◆ Consignes
A) Citez le passage de l'extrait qui va de « N’empêche, comment puis-je » à « honorer Christophe Colomb ? ».
B) D'après l'extrait, dans quelle ville la personne qui s'exprime a-t-elle grandi ?

◆ Extrait du document
N’empêche, comment puis-je prétendre cette histoire comme mienne en sachant à quoi ressemblaient les cicatrices de la dépossession et du nettoyage ethnique ? Comment pouvais-je ressentir la catastrophe continue que fut (et qu’est) le peuplement des Etats-Unis, alors que je n’en avais pas payé le prix ? J’ai grandi dans une famille de la classe moyenne supérieure à Beyrouth. Je disais toujours que s’il fallait être quelque chose, j’étais une arabe américaine ou une arabe d’un milieu américain. Est-ce que j’ai le droit de sentir quoi que ce soit au-delà de l’indignation intellectuelle quand je lis les massacres, les déportations et les exterminations d’autochtones amérindiens, en particulier si cette lecture est faite dans les salles de classe impeccables d’une institution de l’Ivy League rebaptisée pour honorer Christophe Colomb ?

[Descriptions libres d'objets]
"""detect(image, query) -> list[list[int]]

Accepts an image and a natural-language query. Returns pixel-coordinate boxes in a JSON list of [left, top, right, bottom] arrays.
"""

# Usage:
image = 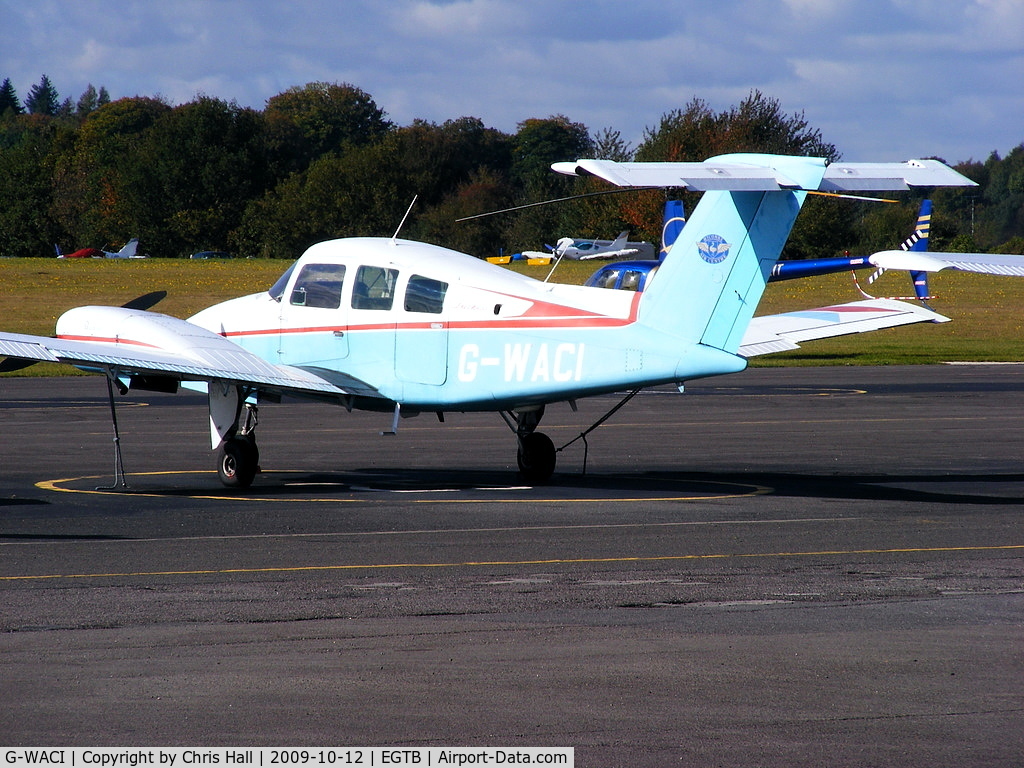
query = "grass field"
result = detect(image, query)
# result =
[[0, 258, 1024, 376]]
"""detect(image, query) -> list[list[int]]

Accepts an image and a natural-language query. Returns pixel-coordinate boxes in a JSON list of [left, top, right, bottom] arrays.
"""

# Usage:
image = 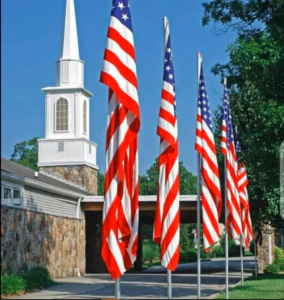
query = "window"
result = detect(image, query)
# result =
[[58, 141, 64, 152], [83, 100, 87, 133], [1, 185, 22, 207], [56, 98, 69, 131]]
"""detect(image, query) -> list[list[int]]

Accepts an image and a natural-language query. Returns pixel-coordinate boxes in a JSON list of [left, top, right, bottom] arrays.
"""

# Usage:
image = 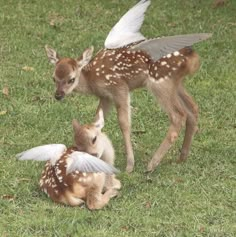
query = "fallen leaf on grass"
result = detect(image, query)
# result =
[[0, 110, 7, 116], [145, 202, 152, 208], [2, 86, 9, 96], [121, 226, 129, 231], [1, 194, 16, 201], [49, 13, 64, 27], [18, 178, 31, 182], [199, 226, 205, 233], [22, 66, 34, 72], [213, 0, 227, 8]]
---
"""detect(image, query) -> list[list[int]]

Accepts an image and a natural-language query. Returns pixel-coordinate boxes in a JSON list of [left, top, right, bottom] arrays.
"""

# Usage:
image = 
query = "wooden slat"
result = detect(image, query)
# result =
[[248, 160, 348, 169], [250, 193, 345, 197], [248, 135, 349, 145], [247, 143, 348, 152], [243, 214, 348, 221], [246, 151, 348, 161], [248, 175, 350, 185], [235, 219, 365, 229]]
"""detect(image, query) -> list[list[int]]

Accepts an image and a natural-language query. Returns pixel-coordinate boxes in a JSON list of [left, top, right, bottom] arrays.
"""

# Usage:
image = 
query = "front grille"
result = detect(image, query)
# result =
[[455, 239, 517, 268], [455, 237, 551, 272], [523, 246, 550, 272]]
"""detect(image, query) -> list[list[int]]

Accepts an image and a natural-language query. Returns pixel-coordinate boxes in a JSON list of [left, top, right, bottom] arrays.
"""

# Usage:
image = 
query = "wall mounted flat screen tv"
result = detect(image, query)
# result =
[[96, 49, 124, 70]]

◆ Réponses
A)
N’empêche, comment puis-je prétendre cette histoire comme mienne en sachant à quoi ressemblaient les cicatrices de la dépossession et du nettoyage ethnique ? Comment pouvais-je ressentir la catastrophe continue que fut (et qu’est) le peuplement des Etats-Unis, alors que je n’en avais pas payé le prix ? J’ai grandi dans une famille de la classe moyenne supérieure à Beyrouth. Je disais toujours que s’il fallait être quelque chose, j’étais une arabe américaine ou une arabe d’un milieu américain. Est-ce que j’ai le droit de sentir quoi que ce soit au-delà de l’indignation intellectuelle quand je lis les massacres, les déportations et les exterminations d’autochtones amérindiens, en particulier si cette lecture est faite dans les salles de classe impeccables d’une institution de l’Ivy League rebaptisée pour honorer Christophe Colomb ?

B) À Beyrouth.